== Materials provided ==
=-=-=

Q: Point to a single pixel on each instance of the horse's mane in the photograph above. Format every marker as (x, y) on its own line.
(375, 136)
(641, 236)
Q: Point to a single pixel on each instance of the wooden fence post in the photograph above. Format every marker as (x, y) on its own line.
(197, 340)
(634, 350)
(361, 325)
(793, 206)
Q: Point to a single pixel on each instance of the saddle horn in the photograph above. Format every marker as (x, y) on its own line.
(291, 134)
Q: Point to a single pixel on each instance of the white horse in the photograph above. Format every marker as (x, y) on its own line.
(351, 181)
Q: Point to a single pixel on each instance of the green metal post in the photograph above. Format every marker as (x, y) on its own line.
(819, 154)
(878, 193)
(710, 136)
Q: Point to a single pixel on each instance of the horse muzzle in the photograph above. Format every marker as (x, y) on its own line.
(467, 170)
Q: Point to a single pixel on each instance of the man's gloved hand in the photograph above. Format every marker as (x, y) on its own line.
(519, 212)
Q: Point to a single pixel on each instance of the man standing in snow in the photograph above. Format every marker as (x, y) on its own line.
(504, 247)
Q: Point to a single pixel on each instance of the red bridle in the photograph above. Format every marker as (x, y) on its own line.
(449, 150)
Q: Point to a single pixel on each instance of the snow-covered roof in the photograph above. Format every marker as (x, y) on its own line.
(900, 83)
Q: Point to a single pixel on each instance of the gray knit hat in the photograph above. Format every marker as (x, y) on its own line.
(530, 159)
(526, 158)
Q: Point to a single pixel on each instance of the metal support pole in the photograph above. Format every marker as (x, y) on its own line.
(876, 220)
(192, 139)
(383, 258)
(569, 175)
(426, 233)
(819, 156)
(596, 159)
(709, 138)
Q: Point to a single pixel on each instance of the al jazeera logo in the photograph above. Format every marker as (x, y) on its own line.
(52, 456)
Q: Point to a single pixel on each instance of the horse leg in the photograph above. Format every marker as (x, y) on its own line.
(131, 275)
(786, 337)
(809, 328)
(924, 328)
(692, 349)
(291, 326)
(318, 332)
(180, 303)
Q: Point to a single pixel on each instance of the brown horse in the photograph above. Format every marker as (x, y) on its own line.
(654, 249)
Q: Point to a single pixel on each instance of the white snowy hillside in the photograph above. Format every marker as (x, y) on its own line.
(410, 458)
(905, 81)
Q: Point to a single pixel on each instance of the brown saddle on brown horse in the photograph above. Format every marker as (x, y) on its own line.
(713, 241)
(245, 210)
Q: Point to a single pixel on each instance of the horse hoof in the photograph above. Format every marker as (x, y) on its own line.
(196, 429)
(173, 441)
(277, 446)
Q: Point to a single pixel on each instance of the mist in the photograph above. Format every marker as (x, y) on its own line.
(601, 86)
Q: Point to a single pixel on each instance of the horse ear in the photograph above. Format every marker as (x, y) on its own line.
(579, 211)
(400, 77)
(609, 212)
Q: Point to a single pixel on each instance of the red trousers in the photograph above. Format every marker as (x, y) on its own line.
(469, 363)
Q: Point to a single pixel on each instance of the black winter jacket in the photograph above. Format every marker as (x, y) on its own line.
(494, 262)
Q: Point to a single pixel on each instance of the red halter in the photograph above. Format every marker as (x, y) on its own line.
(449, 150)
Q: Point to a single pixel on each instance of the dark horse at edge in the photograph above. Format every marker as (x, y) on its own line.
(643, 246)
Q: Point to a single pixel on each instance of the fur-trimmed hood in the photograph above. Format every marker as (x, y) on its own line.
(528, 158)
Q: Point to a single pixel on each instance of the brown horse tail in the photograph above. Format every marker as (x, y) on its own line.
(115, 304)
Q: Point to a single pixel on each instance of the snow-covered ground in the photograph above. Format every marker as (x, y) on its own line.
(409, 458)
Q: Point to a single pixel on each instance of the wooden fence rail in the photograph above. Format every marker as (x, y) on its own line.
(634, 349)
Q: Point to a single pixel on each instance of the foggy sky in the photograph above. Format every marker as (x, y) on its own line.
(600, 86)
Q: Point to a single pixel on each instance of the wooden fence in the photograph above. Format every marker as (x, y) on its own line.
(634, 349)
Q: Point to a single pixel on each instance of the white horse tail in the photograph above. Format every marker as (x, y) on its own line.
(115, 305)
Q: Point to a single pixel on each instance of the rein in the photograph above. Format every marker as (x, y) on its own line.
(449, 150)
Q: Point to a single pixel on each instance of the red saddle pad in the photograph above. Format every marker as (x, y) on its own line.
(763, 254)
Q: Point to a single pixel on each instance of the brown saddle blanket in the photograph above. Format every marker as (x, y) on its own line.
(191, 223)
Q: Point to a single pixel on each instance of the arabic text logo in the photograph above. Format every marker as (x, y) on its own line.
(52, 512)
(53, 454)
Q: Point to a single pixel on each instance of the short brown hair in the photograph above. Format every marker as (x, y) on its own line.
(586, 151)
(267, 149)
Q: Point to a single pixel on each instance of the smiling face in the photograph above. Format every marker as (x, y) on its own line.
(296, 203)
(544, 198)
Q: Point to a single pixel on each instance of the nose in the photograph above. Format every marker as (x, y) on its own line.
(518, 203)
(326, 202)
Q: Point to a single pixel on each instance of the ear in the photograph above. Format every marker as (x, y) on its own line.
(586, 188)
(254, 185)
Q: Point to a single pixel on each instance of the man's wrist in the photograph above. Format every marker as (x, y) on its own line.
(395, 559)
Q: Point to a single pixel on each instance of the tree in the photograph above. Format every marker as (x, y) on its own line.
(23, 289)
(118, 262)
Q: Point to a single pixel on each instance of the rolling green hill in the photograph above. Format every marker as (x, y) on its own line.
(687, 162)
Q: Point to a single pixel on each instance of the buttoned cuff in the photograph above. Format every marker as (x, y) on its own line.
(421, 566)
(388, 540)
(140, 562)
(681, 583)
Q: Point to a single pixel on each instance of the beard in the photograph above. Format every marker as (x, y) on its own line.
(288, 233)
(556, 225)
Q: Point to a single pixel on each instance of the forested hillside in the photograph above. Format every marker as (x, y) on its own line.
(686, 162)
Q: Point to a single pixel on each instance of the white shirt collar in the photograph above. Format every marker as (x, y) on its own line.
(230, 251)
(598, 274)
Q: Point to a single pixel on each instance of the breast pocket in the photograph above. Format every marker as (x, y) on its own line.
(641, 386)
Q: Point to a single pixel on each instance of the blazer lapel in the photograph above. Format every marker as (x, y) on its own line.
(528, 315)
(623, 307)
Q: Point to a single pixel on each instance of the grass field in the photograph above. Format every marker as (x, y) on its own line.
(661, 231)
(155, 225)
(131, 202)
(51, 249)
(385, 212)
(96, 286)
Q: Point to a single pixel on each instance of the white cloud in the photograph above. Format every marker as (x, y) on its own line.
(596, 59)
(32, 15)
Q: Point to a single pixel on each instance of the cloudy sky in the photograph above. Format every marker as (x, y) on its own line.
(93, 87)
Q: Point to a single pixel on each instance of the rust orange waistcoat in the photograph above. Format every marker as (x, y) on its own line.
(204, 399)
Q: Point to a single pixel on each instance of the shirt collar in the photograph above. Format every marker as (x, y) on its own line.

=-=-=

== Your objective ==
Output the entire data exactly, line for line.

== Solution to this problem ==
Q: Point to a single pixel on each instance of the horse's mane in the photograph above. Format every marker as (x, y) on its own line.
(375, 136)
(641, 236)
Q: Point to a single pixel on each instance of the wooden fence post in the photograph above. Format every marker as (x, y) on its own line.
(197, 340)
(634, 350)
(361, 325)
(793, 206)
Q: Point to a single pixel on each instance of the saddle horn in the photograph above. Format every marker as (x, y) on its own line.
(291, 134)
Q: Point to a single pixel on each instance of the white horse in the photograph above. Format every marker as (x, y) on its own line.
(351, 181)
Q: Point to a single pixel on each instance of the green metal post in the photograph above. Format every marker as (x, y) on its own line.
(819, 154)
(878, 193)
(710, 136)
Q: Point to a single pixel on each instance of the horse muzzle in the photograph above. Format every marker as (x, y) on its own line.
(467, 170)
Q: Point to a single pixel on each instance of the man's gloved hand in the photograph above. Format every marker as (x, y) on its own line.
(519, 212)
Q: Point to a single pixel on each instance of the man standing in snow in the photograph above. Format every marker as (x, y) on its own line.
(504, 247)
Q: Point to a single pixel on each instance of the red bridle in the photograph above. Format every marker as (x, y) on its own line.
(449, 150)
Q: Point to a single pixel on each instance of the snow-covered roof in the photograph above. Format every marker as (x, y) on its own line.
(900, 83)
Q: Point to a single pixel on each instance of the gray knit hat in the photograph above. Format every marker as (x, y) on its own line.
(530, 159)
(526, 158)
Q: Point to a single pixel on each instance of the metal support pole in the photograph above. Format every marker as (x, y) on its own line.
(876, 220)
(192, 139)
(383, 258)
(569, 175)
(426, 233)
(819, 156)
(596, 159)
(709, 138)
Q: Point to a single pixel on each instance of the al jazeera logo in the photograph above. Format every marker as (x, y) on its own line.
(52, 456)
Q: Point to a single pixel on each instance of the horse leg in the photograph above. Format every marker as (x, y) on its own line.
(131, 275)
(786, 337)
(809, 328)
(924, 328)
(692, 349)
(291, 326)
(318, 332)
(180, 303)
Q: Point to a single pixel on each instance of the brown horse in the photograph above. Format every marker as (x, y) on its own line.
(654, 249)
Q: Point to a single pixel on each instance of the white snowy hillside in the photograph above. Format every marker as (x, y) on its own line.
(410, 458)
(905, 81)
Q: Point to a single pixel on each instance of the brown saddle on brown horse in the photograph above. Format every marker as (x, y) on its own line.
(713, 241)
(245, 210)
Q: Point to a single pixel on each instance of the horse hoof in the photograph above. Format every marker as (x, y) on its own line.
(196, 429)
(173, 441)
(277, 446)
Q: Point to a single pixel on each instance of the mist in the photograph above. Format every marker as (x, y) on its own line.
(601, 86)
Q: Point to a single pixel on each instance of the horse ear in the photograph above. Format every marker as (x, y) on its own line.
(579, 211)
(400, 77)
(609, 212)
Q: Point to a single pixel on each instance of the red trousers in the photograph above. Format every marker as (x, y) on its own line.
(469, 363)
Q: Point to a single pixel on each instance of the black winter jacket in the photograph above. Format every marker as (x, y) on its own line.
(494, 262)
Q: Point to a single pixel on each instance of the red halter in the photograph above. Format every marker as (x, y) on its own line.
(449, 150)
Q: Point to a single pixel on each instance of the dark horse at edge in the photograph above. Format every marker as (x, y) on its own line.
(643, 246)
Q: Point to a single pixel on each instance of the fur-trimmed hood in the photograph above. Format every marker as (x, y) on its own line.
(528, 158)
Q: Point to a single pixel on each instance of the brown horse tail in the photograph above. Format every marker as (x, y) on its own line.
(115, 304)
Q: Point to a single pixel on each instance of the snow-covered ground in the photograph above. Format every marker as (x, y) on its own line.
(409, 458)
Q: Point to a single pixel on each instance of the wooden fence rail in the photograph above. Format every marker as (x, y) on its own line.
(634, 349)
Q: Point to a single pixel on each instance of the foggy sky in the photograph above. Format every marker as (x, y) on its own line.
(600, 86)
Q: Point to a single pixel on each instance of the wooden fence in the photograph above. Format every marker as (x, y) on its own line.
(634, 349)
Q: Point to a single pixel on each instance of the white horse tail in the photograph above. Format every marker as (x, y) on its own line.
(115, 305)
Q: Point to a single pixel on each instance of the rein in the photograph above. Format every marker as (x, y) on its own line.
(449, 150)
Q: Point to a single pixel on each instance of the red saddle pad in the photograph above. Format every marker as (x, y) on its own line.
(763, 254)
Q: Point to a single pixel on each instance of the brown saddle blanket in the photograph above. Format every marker as (x, y) on its own line.
(191, 223)
Q: Point to a single pixel on each instance of the arabic text logo in the photograph above. Format every marker as (x, y) on its own line.
(52, 512)
(53, 454)
Q: Point to a single pixel on each instance of the short brown hair in the photograph above. Format every marker as (x, y) on its own line.
(586, 151)
(267, 149)
Q: Point to a single pixel on each instance of the smiling face in the photograph above. Format every marker as (x, y) on its own line.
(296, 203)
(544, 198)
Q: Point to a single pixel on each instance of the nose in the photograph above. Format every marker as (x, y) on its own line.
(518, 203)
(326, 202)
Q: Point to a single pixel on each instance of the ear in the photograph above. Format every marker as (x, y) on its own line.
(586, 188)
(254, 185)
Q: Point to a single pixel on each instance of the man's wrist in the photograph above. Format every marker as (x, y) on its own line.
(395, 559)
Q: Point to a single pixel on each instance of the tree in the photograph above. Format every marker as (x, y) on its own line.
(23, 289)
(118, 262)
Q: Point to a single pixel on each instance of the rolling green hill in the photograph above. Format every marker as (x, y) on its own line.
(687, 162)
Q: Point to a single pixel on each instance of the buttoned cuff in the photograph above. Format every marker as (x, y) on its own line.
(421, 566)
(388, 540)
(140, 562)
(681, 583)
Q: Point to a single pixel on each instance of the beard in the photograph above. Format every marker as (x, y) on its own line.
(288, 233)
(556, 225)
Q: Point to a single pixel on each instance of the forested hillside in the photograph above. Format every marker as (x, y) on its own line.
(686, 162)
Q: Point to a single pixel on each instance of the white shirt collar in the photograph above. Format every marker as (x, y) on its own line.
(230, 251)
(598, 274)
Q: Point to a single pixel on each instance of the breast pocket in the photograph above. Format every marker as (x, y) on its own line.
(641, 386)
Q: Point to a single pixel on each instance of the blazer lapel in the photograph above. Format every marker as (x, y) on its own line.
(528, 315)
(623, 307)
Q: Point to a single pixel on each instance of the grass field in the photograph above. Format every marker as (x, y) on its own line.
(661, 231)
(155, 225)
(131, 202)
(51, 249)
(385, 212)
(96, 286)
Q: Point to a single pixel on each instance of the white cloud in the photograph above. Format every marker as (x, y) on its own line.
(596, 59)
(32, 15)
Q: Point to a single pixel on each instance of the cloudy sky in the photograph above. Format every marker as (x, y) on its own line.
(93, 87)
Q: Point to a single pixel on each instance of the rust orange waistcoat in the photograph above. Format every marker as (x, y) on its own line.
(204, 399)
Q: Point to a single pixel on each instance of the shirt collar in the photograph above. Format every marker as (x, y) on its own line.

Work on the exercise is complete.